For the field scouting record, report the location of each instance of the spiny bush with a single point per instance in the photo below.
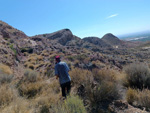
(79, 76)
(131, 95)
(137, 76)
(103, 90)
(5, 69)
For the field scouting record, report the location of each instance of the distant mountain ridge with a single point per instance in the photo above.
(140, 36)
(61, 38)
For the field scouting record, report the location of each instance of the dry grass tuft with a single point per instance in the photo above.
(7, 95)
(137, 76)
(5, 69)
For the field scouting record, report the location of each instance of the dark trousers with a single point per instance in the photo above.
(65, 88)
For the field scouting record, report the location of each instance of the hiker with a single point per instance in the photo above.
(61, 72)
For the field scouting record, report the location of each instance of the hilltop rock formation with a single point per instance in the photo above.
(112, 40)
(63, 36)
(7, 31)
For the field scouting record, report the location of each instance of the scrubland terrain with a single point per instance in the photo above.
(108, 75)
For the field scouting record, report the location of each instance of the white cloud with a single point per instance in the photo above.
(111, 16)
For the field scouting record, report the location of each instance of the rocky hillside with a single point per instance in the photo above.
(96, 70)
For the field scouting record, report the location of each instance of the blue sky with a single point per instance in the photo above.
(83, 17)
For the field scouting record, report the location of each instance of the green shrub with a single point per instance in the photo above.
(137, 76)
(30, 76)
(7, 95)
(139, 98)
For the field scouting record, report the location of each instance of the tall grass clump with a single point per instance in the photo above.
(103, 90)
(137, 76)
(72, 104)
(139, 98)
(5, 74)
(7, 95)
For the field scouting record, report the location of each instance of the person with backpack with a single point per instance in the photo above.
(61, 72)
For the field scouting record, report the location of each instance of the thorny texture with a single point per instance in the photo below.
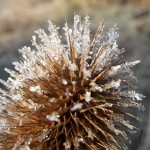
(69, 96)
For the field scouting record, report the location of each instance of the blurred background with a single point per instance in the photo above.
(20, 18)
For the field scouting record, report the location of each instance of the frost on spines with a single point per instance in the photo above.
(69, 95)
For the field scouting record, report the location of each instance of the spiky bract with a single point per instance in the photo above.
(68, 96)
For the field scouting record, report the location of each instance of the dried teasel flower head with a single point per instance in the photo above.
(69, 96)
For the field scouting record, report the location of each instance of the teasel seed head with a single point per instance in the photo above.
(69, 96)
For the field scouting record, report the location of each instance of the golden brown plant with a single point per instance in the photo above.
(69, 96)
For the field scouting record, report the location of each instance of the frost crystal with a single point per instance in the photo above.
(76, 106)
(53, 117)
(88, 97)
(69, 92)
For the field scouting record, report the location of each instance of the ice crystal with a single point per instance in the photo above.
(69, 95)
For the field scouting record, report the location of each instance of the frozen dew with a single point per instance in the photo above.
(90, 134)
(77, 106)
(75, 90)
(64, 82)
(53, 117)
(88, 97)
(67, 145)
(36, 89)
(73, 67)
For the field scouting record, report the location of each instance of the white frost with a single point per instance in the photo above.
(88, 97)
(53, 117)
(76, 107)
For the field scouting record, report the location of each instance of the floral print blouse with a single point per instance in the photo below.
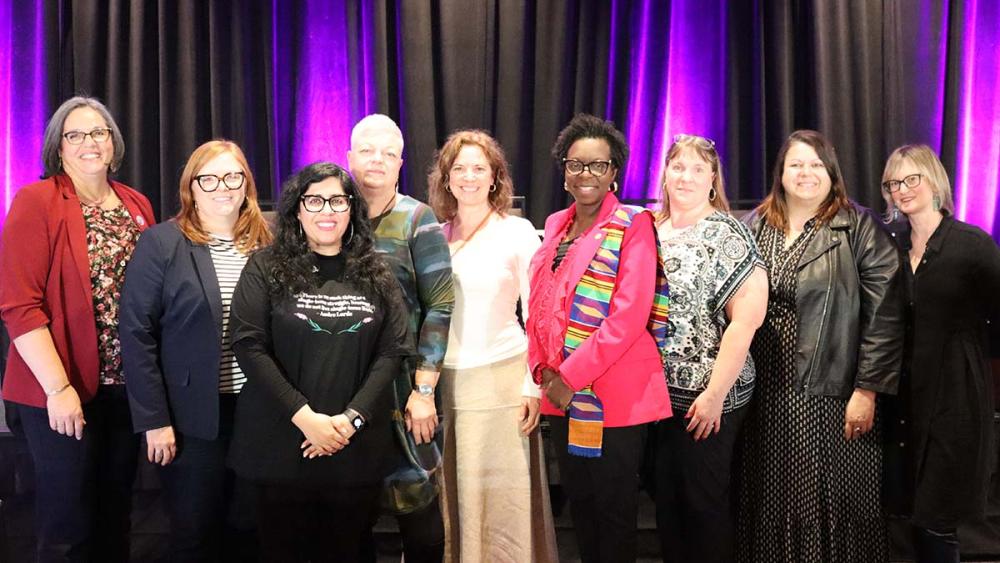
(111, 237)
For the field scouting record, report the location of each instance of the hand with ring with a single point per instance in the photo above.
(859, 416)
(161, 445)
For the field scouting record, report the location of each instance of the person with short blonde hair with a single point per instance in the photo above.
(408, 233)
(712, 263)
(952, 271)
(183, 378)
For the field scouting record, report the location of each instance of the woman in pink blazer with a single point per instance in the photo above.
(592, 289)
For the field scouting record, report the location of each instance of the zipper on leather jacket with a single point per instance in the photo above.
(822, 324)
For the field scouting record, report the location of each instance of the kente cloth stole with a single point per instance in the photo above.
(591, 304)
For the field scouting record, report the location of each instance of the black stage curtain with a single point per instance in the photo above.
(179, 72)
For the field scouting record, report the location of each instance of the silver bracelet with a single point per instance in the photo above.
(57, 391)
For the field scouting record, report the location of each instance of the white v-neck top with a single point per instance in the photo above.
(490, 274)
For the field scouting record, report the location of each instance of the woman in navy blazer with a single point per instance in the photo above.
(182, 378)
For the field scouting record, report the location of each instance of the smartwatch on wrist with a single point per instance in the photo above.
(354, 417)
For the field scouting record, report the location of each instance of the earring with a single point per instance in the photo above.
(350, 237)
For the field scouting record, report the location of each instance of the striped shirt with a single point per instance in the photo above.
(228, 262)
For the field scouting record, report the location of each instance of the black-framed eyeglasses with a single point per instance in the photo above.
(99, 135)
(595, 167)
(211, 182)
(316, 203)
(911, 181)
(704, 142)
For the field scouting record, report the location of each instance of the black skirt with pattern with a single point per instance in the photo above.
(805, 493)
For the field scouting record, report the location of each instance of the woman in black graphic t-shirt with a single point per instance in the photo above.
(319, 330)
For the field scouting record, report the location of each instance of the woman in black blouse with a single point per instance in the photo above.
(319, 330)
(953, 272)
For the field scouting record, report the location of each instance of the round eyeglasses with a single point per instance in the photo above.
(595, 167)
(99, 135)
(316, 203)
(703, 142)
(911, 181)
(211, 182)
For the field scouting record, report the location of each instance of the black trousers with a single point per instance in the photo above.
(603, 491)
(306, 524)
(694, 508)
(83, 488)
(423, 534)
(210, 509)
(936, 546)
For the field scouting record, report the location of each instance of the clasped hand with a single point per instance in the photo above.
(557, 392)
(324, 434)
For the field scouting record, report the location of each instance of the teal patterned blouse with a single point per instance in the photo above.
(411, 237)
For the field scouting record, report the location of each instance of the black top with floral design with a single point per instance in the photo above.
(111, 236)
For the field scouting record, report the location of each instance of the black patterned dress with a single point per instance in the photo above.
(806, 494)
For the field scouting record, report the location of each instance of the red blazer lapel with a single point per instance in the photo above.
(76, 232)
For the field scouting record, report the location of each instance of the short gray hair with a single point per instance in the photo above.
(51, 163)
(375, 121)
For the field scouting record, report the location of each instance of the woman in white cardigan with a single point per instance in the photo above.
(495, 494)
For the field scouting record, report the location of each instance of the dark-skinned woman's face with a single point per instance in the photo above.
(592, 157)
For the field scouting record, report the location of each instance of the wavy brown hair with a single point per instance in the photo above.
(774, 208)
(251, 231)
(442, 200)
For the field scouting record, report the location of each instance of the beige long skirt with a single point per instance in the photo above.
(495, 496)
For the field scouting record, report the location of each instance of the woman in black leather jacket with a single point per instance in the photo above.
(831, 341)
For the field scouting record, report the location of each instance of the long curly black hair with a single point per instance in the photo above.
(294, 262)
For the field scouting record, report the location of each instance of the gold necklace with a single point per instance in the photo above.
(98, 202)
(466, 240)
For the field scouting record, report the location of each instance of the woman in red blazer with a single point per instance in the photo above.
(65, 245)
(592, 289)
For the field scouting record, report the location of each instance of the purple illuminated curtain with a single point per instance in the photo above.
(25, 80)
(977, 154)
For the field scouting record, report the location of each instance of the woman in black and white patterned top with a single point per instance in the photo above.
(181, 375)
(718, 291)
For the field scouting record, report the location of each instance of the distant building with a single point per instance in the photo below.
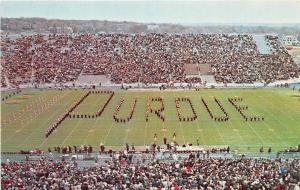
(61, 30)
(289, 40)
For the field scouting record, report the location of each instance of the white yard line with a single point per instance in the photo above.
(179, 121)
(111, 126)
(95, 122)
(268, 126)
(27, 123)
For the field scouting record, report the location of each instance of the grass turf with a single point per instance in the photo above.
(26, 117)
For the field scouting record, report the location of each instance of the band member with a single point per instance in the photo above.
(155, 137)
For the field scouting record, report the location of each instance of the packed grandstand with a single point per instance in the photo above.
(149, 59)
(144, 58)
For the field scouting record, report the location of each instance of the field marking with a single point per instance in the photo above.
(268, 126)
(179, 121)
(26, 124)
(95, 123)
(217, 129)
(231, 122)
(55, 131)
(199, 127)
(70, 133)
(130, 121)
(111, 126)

---

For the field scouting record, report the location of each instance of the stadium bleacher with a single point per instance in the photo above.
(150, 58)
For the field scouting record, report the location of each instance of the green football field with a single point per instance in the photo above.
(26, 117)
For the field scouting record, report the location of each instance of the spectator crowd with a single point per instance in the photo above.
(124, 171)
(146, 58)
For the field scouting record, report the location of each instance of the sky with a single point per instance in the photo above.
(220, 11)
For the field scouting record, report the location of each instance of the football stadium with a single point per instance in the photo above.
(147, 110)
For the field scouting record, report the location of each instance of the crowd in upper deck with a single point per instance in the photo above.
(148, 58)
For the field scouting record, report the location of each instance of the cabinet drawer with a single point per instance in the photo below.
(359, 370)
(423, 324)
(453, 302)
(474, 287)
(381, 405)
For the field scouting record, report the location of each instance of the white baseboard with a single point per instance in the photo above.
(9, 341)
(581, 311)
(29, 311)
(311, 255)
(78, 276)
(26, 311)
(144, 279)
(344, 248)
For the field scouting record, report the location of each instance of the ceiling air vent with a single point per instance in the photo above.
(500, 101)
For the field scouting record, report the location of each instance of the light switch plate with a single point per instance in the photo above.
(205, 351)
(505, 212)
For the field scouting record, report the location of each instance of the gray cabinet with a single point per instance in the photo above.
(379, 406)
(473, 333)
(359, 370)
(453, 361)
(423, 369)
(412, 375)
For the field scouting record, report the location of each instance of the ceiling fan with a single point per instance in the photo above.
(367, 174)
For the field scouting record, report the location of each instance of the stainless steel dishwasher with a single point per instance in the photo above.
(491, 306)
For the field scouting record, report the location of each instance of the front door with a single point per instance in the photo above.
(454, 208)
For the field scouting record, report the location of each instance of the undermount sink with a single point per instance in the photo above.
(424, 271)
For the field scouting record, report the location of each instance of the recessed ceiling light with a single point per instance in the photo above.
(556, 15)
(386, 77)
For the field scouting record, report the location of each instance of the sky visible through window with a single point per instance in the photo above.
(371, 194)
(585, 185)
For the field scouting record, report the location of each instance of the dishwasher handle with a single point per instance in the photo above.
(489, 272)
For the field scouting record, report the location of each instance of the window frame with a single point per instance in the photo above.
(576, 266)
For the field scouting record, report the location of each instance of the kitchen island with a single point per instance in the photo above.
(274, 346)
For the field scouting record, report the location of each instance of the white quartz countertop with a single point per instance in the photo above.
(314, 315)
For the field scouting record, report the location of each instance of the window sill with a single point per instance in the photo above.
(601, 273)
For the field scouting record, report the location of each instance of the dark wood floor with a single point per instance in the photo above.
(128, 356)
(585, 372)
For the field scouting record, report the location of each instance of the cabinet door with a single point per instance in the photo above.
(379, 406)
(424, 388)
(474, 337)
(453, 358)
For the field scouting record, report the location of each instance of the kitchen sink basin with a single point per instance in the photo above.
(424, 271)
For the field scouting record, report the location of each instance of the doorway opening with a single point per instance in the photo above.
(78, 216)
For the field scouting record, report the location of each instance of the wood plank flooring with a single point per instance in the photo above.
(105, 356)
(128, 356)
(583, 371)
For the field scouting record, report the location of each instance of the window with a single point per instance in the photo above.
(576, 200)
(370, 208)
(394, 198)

...

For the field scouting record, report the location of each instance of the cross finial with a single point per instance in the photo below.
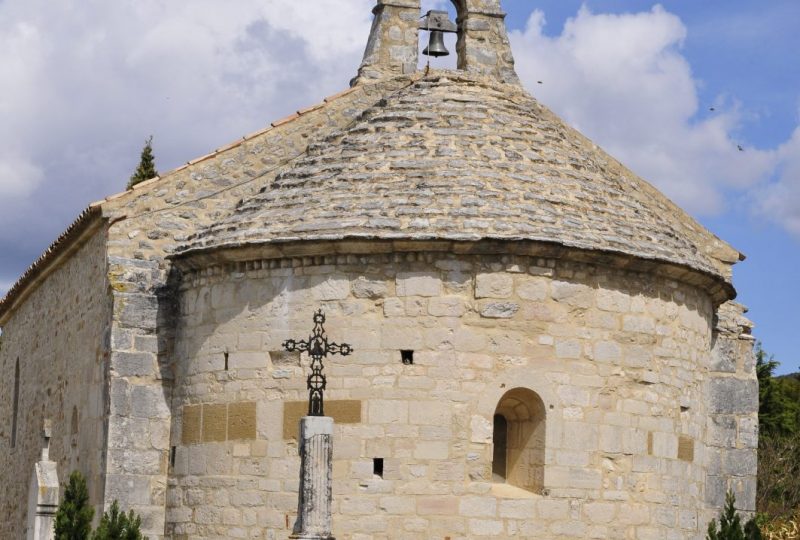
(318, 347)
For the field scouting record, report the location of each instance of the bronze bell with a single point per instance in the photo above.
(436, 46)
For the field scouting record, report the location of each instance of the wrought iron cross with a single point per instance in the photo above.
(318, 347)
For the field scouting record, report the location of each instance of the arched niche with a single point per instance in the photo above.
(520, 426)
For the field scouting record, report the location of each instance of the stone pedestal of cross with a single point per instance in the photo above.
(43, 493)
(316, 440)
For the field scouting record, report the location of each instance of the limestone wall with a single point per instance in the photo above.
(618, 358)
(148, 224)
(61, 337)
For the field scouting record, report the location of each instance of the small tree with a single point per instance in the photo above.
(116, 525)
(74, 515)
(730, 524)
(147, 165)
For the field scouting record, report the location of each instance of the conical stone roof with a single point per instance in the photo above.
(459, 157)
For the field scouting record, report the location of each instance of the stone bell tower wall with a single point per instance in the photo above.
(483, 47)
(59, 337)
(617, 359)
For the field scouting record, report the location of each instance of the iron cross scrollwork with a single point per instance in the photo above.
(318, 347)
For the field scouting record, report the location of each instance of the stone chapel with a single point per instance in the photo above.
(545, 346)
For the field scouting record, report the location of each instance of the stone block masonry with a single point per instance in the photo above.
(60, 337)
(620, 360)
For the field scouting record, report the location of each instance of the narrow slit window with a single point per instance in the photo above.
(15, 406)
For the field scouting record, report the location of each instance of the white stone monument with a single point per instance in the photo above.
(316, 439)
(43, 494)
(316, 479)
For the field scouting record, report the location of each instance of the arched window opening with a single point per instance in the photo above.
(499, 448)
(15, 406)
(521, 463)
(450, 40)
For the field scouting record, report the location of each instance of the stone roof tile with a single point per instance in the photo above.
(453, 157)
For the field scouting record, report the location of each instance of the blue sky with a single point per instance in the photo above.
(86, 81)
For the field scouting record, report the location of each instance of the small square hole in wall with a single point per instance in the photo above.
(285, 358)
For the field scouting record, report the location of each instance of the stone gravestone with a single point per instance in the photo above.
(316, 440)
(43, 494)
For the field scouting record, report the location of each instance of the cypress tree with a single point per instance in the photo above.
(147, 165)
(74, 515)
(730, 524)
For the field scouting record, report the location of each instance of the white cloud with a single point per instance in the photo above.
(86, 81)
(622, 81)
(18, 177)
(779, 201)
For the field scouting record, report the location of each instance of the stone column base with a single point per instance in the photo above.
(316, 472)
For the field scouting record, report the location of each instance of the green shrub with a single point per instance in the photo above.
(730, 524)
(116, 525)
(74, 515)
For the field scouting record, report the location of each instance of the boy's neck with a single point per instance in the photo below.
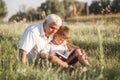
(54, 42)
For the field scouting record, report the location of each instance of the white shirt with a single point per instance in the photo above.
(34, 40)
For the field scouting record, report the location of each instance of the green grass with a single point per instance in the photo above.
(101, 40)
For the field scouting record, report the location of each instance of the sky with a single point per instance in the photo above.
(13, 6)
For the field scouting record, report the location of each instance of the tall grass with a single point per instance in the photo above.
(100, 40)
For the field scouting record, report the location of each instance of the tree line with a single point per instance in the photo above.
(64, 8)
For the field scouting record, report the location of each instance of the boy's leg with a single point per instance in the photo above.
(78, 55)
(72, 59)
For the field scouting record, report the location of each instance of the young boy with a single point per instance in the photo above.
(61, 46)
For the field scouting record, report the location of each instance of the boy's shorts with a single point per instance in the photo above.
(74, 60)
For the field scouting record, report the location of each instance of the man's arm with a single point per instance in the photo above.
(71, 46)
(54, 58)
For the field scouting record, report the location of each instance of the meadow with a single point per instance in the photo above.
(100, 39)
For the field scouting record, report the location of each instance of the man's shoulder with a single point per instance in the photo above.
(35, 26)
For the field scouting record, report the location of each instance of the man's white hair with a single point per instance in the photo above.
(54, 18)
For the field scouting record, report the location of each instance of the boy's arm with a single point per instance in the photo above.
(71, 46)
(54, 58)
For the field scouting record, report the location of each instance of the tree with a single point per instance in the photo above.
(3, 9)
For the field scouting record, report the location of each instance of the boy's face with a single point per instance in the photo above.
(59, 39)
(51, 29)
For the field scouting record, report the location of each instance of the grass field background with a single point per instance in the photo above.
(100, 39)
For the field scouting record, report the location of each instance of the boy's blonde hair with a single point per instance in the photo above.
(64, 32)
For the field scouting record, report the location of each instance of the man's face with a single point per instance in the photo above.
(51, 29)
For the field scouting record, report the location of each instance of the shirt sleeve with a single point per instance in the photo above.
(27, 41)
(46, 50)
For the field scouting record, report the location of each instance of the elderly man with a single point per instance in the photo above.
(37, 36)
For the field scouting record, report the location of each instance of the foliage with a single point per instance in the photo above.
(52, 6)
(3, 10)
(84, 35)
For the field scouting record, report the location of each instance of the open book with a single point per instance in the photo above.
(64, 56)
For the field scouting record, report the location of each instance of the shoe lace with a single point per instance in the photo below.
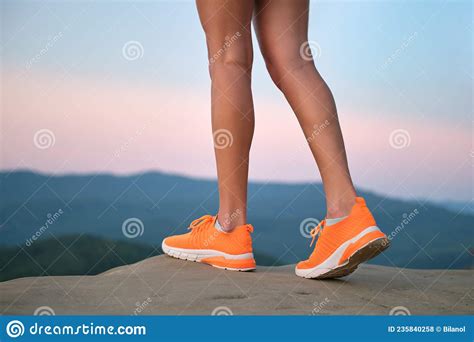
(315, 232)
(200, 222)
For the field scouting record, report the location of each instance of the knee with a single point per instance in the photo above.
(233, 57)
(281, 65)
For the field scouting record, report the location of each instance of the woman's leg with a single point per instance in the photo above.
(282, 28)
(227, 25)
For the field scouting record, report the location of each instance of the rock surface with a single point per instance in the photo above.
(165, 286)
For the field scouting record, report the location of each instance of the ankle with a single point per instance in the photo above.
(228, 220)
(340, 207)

:: Task to complete ::
Which rows above contain the string "wall"? Pull out every such row in full, treating uppercase and lowercase as different.

:: Response to this task ::
For the field scouting record, report the location of each instance of the limestone wall with a single point per instance in the photo above.
For the field scouting record, report the location of each instance of the stone bell tower wall with a single point per instance in the photo above.
For the field scouting record, report the location of each instance of the small square hole in wall with a single point per instance in the photo above.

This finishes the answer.